■ Exercise directions ■
Copy the rows below word for word, starting at their very first line and ending with the line that contains "x=164 y=121", including that line. Leave the pictures out of your copy.

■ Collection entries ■
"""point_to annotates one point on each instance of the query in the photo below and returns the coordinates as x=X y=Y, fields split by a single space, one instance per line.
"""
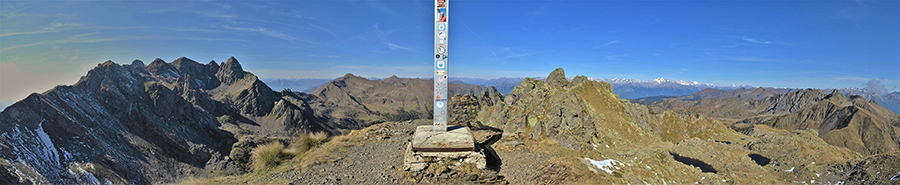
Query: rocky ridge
x=164 y=121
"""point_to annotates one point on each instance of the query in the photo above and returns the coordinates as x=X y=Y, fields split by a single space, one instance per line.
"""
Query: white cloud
x=395 y=46
x=263 y=31
x=756 y=41
x=607 y=44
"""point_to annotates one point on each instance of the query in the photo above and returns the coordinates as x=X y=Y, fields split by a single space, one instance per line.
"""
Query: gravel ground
x=379 y=160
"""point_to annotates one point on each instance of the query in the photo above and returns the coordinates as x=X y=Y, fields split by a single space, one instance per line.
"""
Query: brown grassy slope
x=588 y=120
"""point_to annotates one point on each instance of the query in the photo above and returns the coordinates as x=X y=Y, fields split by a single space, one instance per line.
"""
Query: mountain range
x=137 y=123
x=851 y=122
x=625 y=88
x=167 y=122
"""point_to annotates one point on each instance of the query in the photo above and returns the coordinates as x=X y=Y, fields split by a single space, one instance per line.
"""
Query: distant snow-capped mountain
x=653 y=82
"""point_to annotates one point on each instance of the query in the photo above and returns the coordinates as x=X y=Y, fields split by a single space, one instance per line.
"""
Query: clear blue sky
x=760 y=43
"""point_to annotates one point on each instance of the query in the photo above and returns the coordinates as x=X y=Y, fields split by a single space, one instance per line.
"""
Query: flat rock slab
x=456 y=139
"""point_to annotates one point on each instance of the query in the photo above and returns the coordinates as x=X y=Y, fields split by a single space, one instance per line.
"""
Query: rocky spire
x=230 y=71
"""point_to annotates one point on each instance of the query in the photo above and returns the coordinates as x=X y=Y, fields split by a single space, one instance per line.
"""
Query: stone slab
x=455 y=139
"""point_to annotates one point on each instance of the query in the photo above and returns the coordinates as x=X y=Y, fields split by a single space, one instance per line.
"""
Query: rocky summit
x=191 y=123
x=137 y=124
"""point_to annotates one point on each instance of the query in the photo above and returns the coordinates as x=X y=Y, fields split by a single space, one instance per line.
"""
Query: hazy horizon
x=770 y=44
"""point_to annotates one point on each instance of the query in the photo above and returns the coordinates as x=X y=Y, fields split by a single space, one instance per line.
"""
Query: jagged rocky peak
x=579 y=79
x=161 y=68
x=836 y=94
x=184 y=61
x=392 y=80
x=230 y=71
x=558 y=78
x=213 y=66
x=137 y=63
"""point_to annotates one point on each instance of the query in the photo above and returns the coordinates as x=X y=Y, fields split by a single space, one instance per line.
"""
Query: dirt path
x=378 y=159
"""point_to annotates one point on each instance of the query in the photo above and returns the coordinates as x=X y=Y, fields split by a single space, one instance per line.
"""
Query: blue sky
x=760 y=43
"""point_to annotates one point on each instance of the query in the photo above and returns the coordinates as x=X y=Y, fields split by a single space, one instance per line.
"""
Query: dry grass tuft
x=305 y=142
x=267 y=156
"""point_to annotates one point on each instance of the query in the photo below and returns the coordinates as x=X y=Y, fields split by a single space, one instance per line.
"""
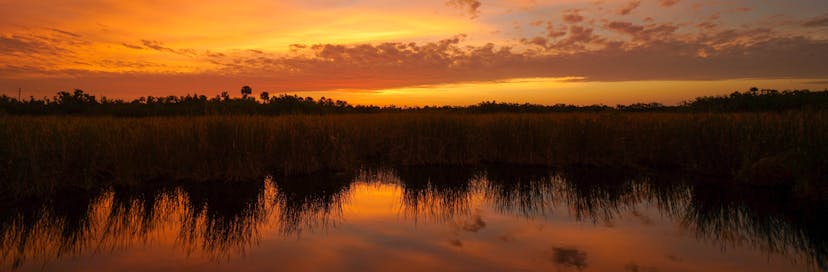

■ Complete answer ■
"""point_to annotates one point on each instance of the query in the photo below and returns the coordinates as x=X y=Y, fields split by a single space, one instance per line.
"""
Query: rocky ridge
x=164 y=121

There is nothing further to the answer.